**WHAT YOU NEED TO DO**
Copy out all the records below, substituting "one space" for every occurrence of "single space" and leaving everything else the same.

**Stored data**
========================================

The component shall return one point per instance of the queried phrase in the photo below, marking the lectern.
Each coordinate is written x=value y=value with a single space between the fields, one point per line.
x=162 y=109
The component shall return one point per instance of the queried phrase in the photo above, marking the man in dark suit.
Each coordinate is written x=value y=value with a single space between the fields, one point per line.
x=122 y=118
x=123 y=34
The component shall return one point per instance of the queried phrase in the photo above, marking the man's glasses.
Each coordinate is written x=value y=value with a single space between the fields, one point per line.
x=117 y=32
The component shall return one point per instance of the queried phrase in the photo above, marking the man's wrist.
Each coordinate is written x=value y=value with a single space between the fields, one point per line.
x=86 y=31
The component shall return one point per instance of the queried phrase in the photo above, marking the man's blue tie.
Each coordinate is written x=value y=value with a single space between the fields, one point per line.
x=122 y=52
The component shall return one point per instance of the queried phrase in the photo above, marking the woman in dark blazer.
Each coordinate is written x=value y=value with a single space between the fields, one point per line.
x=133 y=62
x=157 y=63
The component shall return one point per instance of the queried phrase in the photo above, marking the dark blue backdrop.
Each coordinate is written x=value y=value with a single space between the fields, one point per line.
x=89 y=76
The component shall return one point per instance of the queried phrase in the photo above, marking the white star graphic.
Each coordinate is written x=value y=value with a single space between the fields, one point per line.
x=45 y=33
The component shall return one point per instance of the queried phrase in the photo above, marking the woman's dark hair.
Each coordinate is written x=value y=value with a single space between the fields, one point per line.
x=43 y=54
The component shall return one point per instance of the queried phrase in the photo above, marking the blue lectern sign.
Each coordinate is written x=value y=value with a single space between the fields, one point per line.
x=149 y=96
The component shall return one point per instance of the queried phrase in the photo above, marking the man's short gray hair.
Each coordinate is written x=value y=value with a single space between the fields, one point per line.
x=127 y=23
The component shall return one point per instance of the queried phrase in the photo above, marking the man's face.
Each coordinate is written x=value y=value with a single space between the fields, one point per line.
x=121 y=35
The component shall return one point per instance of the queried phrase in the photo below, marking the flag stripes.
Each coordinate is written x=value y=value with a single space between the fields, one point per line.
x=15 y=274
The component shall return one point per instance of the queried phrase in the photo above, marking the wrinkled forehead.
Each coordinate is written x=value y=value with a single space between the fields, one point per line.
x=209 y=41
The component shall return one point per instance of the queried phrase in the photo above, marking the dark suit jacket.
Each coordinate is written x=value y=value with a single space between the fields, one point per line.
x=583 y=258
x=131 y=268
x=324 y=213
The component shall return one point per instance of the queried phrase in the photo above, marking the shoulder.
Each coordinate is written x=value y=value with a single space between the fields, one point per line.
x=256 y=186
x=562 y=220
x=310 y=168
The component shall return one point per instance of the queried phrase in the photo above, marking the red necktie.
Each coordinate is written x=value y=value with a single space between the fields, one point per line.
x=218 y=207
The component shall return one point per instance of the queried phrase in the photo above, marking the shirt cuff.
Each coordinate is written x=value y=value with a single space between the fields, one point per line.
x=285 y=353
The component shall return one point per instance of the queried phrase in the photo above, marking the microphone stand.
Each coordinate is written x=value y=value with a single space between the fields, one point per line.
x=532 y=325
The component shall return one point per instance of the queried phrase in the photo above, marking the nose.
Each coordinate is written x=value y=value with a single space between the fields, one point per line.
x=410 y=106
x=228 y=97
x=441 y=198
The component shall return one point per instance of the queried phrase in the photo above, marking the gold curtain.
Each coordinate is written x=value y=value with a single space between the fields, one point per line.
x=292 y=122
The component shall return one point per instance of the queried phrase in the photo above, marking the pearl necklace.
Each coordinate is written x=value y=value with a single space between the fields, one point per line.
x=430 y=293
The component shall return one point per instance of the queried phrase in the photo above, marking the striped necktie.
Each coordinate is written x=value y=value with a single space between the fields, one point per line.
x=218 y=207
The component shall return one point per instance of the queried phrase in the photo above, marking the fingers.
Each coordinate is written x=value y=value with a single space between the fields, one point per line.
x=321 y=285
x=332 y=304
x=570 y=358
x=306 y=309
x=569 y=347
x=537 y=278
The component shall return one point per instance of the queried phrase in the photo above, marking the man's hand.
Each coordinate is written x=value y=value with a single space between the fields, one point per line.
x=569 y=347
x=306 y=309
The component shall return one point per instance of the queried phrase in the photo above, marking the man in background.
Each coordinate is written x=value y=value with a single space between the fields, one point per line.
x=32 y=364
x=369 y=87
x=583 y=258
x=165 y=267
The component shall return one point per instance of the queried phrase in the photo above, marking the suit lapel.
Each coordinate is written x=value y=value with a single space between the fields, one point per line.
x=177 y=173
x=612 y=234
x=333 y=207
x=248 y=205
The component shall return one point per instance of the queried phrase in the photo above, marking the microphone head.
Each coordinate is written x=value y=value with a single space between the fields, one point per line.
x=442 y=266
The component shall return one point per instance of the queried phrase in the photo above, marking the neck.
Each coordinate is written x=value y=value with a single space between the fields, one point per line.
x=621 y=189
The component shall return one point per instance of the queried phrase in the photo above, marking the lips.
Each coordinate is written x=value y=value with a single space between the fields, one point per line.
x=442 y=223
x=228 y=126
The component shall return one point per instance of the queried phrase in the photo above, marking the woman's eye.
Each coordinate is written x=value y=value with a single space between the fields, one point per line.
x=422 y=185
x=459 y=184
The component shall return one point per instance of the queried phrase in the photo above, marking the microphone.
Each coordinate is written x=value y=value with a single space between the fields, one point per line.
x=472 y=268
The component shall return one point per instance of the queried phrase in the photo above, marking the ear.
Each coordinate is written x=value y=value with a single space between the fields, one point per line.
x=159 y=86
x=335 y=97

========================================

**WRITTEN ANSWER**
The component shall return one point per instance of the queried phrase in the photo below, marking the lectern.
Each coordinate is written x=value y=value with a one space between the fields, one point per line.
x=162 y=109
The component shall return one point per instance of the queried phrase in the photo above, marking the man in dark suit.
Each coordinate is written x=value y=value with a one space between the fields, one point per line.
x=122 y=118
x=123 y=34
The component shall return one point per instance of the queried phrase in the photo above, marking the man's glasses.
Each coordinate is written x=value y=value with a one space between the fields, one point per line.
x=117 y=32
The component shall return one point per instance of the queried phrase in the photo above, marking the man's wrist.
Each coordinate is written x=value y=value with a one space between the fields, one point per line.
x=86 y=31
The component shall return one point per instance of the queried phrase in the photo above, marking the man's blue tie.
Each coordinate is written x=value y=value with a one space between the fields, one point per line.
x=122 y=52
The component shall return one point per instance of the queried phrase in the photo above, marking the woman in dark blazer.
Each coordinate is written x=value y=value with a one space between the fields, one point per line.
x=133 y=62
x=157 y=63
The component shall return one point per instance of the queried phrase in the photo above, marking the dark blue backdrop.
Each coordinate is written x=value y=value with a one space between the fields, one point per line.
x=89 y=76
The component shall return one point per instance of the queried phrase in the photo above, marking the white star graphic.
Each coordinate is written x=value y=value with a one space between the fields, one point per line.
x=45 y=33
The component shall return one point per instance of the queried phrase in the photo above, marking the woman's dark hair.
Each coordinate is written x=value y=value with a one space between the fields, one point per line.
x=43 y=54
The component shall return one point per instance of the queried phrase in the photo above, marking the blue lectern sign.
Each coordinate is written x=value y=value with a one space between the fields, one point per line.
x=149 y=96
The component shall return one point per instance of the queried phrase in the photo above, marking the man's short gray hair.
Each coordinate is written x=value y=value with a one space between the fields, one point per line.
x=127 y=23
The component shall return one point per instance of the queried phrase in the photo above, marking the man's face.
Each coordinate is written x=value y=value with a one space between the fields, one point per line.
x=121 y=35
The component shall return one point per instance of the queried phrase in the photo below, marking the flag stripes.
Each coordinate is written x=value y=value with a one space between the fields, one point per line.
x=15 y=274
The component shall return one point per instance of the queried phrase in the photo above, marking the wrinkled forehead.
Each coordinate is written x=value y=value with a one space between the fields, one point per line.
x=209 y=41
The component shall return one point per instance of the queried phrase in the photo above, marking the dark suit jacket.
Each coordinate is written x=value y=value with a one space between the fields, one point per line.
x=583 y=258
x=131 y=268
x=324 y=213
The component shall return one point per instance of the queried phrase in the photo above, marking the shoulder.
Each coordinate is written x=value y=value with a one space between the fields, one point per line.
x=256 y=186
x=562 y=220
x=310 y=168
The component shall return one point per instance of the queried phrase in the photo above, marking the red necktie.
Each coordinate is written x=value y=value with a one space between the fields, one point per line.
x=218 y=207
The component shall return one point per instance of the queried phrase in the photo above, marking the shirt cuff.
Each coordinate is written x=value y=value with a one space between the fields, one point per line.
x=285 y=353
The component shall return one point per instance of the queried phrase in the photo above, marking the microphone stand.
Each coordinate is written x=value y=value with a one space between the fields, one point per line.
x=532 y=325
The component shall return one point per instance of the queried phrase in the photo above, marking the nose.
Each coordinate is written x=value y=value with a one space between the fields, one point per line.
x=410 y=106
x=228 y=97
x=441 y=198
The component shall return one point per instance of the queried phrase in the photo above, marking the gold curtain.
Each coordinate is written x=value y=value with a one space between the fields, one point per line.
x=292 y=122
The component shall return one point per instance of the queried phrase in the photo above, marking the pearl necklace.
Each coordinate is written x=value y=value with a one space between the fields, one point per line.
x=430 y=293
The component shall return one point per instance of the queried phrase in the photo above, marking the striped necktie.
Each coordinate is written x=value y=value with a one space between the fields, one point per line.
x=218 y=207
The component shall return one point per instance of the queried phrase in the photo above, marking the fingers.
Each coordinate is written x=value y=value with a one space between the fields, one point per line.
x=321 y=285
x=332 y=304
x=570 y=358
x=306 y=309
x=569 y=347
x=537 y=278
The component shall return one point per instance of the queried phrase in the photo above, marking the man's hand.
Each coordinate is written x=value y=value with a one space between the fields, one point per line.
x=569 y=347
x=306 y=309
The component shall return one point per instance of the queried phrase in the photo above, marking the man in background.
Each coordinate is written x=value y=value with a one space between the fields, one point per line.
x=32 y=364
x=369 y=87
x=583 y=258
x=165 y=267
The component shall return one point per instance of the queried phrase in the photo above, marking the suit lapel.
Each coordinate is written x=value y=value with a one space between the fields, one point per line.
x=177 y=173
x=612 y=234
x=333 y=207
x=248 y=205
The component shall return one point per instance of the queried phrase in the photo above, marking the microphone head.
Each coordinate is written x=value y=value with a one space between the fields, one point per line.
x=442 y=266
The component shall return one point per instance of the queried phrase in the photo above, marking the neck.
Each coordinate is written x=value y=value with a one space between the fields, one point per line.
x=621 y=189
The component shall return one point per instance of the queried phrase in the photo above, marking the lips.
Each coordinate is written x=value y=value with a one space between the fields, one point per line.
x=442 y=223
x=228 y=126
The component shall return one point per instance of the queried phrase in the photo above, marking the woman's eye.
Each coordinate is written x=value y=value with a one space between the fields, one point per line.
x=422 y=185
x=459 y=184
The component shall return one point per instance of the queried phrase in the photo above, marking the microphone.
Each coordinate is written x=value y=value with a one space between the fields, one point per line.
x=472 y=268
The component shall return one point per instance of the queried phrase in the photo above, marking the ear.
Each coordinate is written x=value y=value with a one space between the fields, one point per line.
x=159 y=86
x=335 y=97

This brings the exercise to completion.